### Prompt
Filter the material below and copy out every line that contains the string "stick".
━━ Extracted entries
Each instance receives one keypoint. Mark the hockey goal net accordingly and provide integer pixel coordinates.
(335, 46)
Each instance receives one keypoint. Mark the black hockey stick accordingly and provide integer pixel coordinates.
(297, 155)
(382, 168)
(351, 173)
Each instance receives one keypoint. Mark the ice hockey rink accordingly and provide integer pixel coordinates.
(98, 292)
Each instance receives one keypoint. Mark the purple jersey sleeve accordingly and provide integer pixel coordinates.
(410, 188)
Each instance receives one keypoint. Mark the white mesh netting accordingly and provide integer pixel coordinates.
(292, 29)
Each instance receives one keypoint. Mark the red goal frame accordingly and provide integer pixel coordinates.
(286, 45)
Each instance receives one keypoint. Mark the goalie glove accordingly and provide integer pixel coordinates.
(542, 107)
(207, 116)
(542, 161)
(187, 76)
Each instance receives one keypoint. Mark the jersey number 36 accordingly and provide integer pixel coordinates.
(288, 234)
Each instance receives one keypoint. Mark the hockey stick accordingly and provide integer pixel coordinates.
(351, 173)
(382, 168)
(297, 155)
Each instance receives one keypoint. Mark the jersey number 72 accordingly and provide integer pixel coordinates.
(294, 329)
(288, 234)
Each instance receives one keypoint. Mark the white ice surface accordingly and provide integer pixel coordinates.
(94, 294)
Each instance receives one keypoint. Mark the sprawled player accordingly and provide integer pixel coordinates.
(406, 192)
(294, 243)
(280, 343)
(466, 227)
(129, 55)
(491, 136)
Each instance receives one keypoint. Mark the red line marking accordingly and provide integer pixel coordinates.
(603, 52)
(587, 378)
━━━━
━━ Extracted entries
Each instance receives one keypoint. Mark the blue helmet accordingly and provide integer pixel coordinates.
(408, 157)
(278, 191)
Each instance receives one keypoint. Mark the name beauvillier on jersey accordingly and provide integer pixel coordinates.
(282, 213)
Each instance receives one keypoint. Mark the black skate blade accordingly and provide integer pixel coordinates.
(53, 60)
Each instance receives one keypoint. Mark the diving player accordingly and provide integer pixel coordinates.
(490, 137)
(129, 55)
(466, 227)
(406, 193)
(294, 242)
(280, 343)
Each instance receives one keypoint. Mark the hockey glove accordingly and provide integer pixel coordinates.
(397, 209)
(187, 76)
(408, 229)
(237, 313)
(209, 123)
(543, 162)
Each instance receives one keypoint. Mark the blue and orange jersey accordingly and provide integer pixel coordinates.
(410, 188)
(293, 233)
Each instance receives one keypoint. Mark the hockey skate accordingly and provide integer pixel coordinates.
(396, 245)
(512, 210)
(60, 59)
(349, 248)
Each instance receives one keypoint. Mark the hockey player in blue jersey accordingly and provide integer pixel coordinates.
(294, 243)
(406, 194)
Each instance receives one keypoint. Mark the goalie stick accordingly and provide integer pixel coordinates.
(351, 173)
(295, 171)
━━━━
### Expected answer
Each instance receives one keypoint. Mark the black hockey stick accordingly and provide integer pixel coordinates.
Each instance receives one keypoint. Mark the hockey stick accordingly and provide integer pixel coordinates.
Each instance receives one keypoint. Mark the goalie stick accordingly and provide integer pixel coordinates.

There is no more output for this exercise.